_WHAT THE TASK ASKS_. When you respond, restate each record exactly as it is given.

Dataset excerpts
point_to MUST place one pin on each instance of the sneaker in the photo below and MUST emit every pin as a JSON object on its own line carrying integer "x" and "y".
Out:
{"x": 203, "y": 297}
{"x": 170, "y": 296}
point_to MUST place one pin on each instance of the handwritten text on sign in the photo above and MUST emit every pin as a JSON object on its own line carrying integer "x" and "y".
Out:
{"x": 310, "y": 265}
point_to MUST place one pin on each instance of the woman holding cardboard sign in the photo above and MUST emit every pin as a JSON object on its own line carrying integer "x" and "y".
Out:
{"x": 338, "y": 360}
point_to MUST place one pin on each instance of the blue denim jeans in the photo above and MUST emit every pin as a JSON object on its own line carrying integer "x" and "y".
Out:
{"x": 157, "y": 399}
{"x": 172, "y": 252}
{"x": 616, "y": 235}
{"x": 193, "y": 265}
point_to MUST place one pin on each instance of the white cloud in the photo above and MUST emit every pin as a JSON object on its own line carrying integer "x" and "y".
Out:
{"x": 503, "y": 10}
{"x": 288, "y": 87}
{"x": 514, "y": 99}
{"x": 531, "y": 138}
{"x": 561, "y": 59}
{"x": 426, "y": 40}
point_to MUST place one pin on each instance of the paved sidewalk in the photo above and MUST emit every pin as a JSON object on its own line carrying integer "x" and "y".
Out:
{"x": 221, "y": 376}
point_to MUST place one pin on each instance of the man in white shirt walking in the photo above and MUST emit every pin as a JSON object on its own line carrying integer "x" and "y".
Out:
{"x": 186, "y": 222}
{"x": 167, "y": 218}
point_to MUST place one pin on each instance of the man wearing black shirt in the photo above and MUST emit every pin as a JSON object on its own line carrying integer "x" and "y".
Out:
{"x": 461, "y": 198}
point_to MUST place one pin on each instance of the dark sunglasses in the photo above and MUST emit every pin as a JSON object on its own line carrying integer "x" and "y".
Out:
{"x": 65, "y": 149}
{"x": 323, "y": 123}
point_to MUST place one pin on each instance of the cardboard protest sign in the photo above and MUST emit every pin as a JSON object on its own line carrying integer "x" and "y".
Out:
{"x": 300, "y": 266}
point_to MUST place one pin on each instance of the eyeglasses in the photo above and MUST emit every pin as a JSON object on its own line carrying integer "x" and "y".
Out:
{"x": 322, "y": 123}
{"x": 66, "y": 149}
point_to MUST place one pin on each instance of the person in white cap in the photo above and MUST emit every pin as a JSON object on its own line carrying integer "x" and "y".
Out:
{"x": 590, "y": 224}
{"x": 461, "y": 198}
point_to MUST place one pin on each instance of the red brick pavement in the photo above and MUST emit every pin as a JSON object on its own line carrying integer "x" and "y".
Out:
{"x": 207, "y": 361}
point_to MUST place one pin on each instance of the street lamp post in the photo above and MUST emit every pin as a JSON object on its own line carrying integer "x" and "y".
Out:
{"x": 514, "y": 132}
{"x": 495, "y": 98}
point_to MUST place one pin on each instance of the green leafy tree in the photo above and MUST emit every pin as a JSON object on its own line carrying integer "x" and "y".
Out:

_ANSWER TO THE PROBLEM_.
point_to MUST place one pin on each instance of the sneaker in the photo below and MUST emit every pin as a JSON object on its own line carrying integer "x" and "y".
Out:
{"x": 203, "y": 297}
{"x": 170, "y": 296}
point_to MUST place one pin on each instance of the handwritten text on sign in the photo above and MUST emit every pin as a JSON object on its own line carrying integer "x" and "y".
Out:
{"x": 310, "y": 265}
point_to MUST place one pin on each instance of the woman holding cardboard sign in the photo above and MUST emit every pin as a JSON object on its own line carrying integer "x" and "y".
Out:
{"x": 338, "y": 360}
point_to MUST place one pin on each instance of the blue denim jeans in the photo above and MUST emit every pin as a JSON object on its own line carrying integer "x" and "y".
Out:
{"x": 157, "y": 399}
{"x": 172, "y": 252}
{"x": 616, "y": 235}
{"x": 193, "y": 265}
point_to MUST place one pin on each instance of the white cloud in the photo above and MUST emit every pin as a JSON object on its own line carrying integer "x" and "y".
Out:
{"x": 503, "y": 10}
{"x": 288, "y": 87}
{"x": 514, "y": 99}
{"x": 531, "y": 138}
{"x": 561, "y": 59}
{"x": 426, "y": 40}
point_to MUST place one pin on each instance of the paved sidewalk in the photo above and MUST emit every pin as a JSON object on its own line carrying integer "x" and "y".
Out:
{"x": 221, "y": 376}
point_to MUST place one pin on each instance of the man in white shirt walking in the photo above and MUST emit every pin as a JSON object on its own line carrying integer "x" and "y".
Out:
{"x": 186, "y": 222}
{"x": 167, "y": 218}
point_to MUST place one pin on each instance of the man wearing black shirt in the photo above and MUST emit every pin as a JSON object on its own line carrying integer "x" and "y".
Out:
{"x": 461, "y": 198}
point_to MUST place one pin on each instance of the dark sunglasses in the photo above and MUST emit every pin as a JSON object on its own line carrying integer "x" and "y".
Out:
{"x": 65, "y": 149}
{"x": 323, "y": 123}
point_to MUST place one pin on each instance of the cardboard protest sign in the photo above and MUST emit every pin as a JSON object on its own line carrying integer "x" and "y".
Out:
{"x": 300, "y": 266}
point_to MUST place one pin on each instance of the eyeglasses in the photo above and MUST emit every pin as a JSON object on its own line carrying integer "x" and "y".
Out:
{"x": 322, "y": 123}
{"x": 66, "y": 149}
point_to MUST place one pin on each instance of the person in white cap in the photo above and MUST emit every pin as a JSON object on its own line carrying integer "x" and "y".
Out:
{"x": 590, "y": 224}
{"x": 461, "y": 198}
point_to MUST place one pin on each instance of the red brick pavement in the photo above and MUST emit every pin as a JSON object on its own line carrying integer "x" and "y".
Out:
{"x": 207, "y": 361}
point_to MUST place one pin on each instance of the street lamp post in the photo above and MUST emit every pin as a JSON object on its own line carrying integer "x" and "y".
Out:
{"x": 514, "y": 132}
{"x": 495, "y": 98}
point_to MUST place one pin on each instance of the green leafy tree in the photo above and MUST emit every pin as a JSON object on its own line carrying integer "x" and "y".
Out:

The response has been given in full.